EXERCISE AIM
Reproduce word for word the part of the records below that opens with the line containing "Practice step: find the teal" and closes with the final line of the records, including both of those lines.

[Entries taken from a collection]
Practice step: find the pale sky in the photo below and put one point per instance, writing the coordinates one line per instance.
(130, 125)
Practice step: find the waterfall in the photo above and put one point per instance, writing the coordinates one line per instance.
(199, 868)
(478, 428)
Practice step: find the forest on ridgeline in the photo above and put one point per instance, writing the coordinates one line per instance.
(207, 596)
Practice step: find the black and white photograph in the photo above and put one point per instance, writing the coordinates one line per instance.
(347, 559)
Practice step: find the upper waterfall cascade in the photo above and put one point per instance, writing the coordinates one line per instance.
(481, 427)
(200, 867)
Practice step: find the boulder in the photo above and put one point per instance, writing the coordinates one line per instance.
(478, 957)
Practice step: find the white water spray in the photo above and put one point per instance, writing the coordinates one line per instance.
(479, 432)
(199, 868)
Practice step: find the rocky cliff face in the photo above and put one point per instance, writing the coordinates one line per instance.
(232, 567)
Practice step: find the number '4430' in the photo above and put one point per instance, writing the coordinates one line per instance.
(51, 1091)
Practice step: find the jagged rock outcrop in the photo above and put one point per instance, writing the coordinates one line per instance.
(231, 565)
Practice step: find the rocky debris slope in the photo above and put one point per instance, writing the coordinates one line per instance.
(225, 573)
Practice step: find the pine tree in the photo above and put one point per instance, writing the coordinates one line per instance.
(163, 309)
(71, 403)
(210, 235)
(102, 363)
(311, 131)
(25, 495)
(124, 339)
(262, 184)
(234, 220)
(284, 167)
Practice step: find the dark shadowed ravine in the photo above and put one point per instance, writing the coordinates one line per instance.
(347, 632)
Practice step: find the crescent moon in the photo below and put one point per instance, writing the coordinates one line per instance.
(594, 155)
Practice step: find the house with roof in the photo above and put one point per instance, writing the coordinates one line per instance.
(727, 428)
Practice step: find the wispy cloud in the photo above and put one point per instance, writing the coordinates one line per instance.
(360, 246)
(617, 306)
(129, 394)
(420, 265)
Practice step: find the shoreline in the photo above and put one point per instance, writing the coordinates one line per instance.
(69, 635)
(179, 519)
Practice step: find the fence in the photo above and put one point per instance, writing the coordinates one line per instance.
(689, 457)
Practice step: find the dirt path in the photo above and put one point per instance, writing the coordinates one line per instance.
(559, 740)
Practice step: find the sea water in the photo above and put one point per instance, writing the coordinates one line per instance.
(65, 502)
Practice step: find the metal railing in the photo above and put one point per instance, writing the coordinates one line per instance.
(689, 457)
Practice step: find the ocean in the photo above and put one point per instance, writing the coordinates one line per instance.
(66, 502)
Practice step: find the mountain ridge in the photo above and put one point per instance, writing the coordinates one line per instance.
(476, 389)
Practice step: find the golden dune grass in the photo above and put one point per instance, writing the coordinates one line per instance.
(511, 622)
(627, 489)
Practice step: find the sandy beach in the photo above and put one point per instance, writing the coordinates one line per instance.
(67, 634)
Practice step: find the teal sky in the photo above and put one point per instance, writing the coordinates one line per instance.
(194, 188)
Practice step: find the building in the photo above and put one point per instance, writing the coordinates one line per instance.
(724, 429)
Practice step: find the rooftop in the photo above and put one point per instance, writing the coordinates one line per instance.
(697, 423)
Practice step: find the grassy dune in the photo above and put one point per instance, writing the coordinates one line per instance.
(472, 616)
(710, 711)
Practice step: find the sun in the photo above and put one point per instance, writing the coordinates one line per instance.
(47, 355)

OUTPUT OF THE TASK
Practice step: find the teal sky in the photo above and put one point per instance, writing the coordinates one line per instance.
(194, 188)
Practice step: find the building in the photo above and put one point per instance, writing the coordinates one line per instance.
(724, 429)
Practice step: find the rooftop in the photo above and put one point per instance, writing the coordinates one line per instance.
(697, 423)
Practice step: find the grassy dune in the photo above and put one point per instance, writing the coordinates one line per instance.
(472, 616)
(710, 711)
Practice step: find the sun in the photo above and put one point per instance, writing the coordinates one line per instance.
(47, 355)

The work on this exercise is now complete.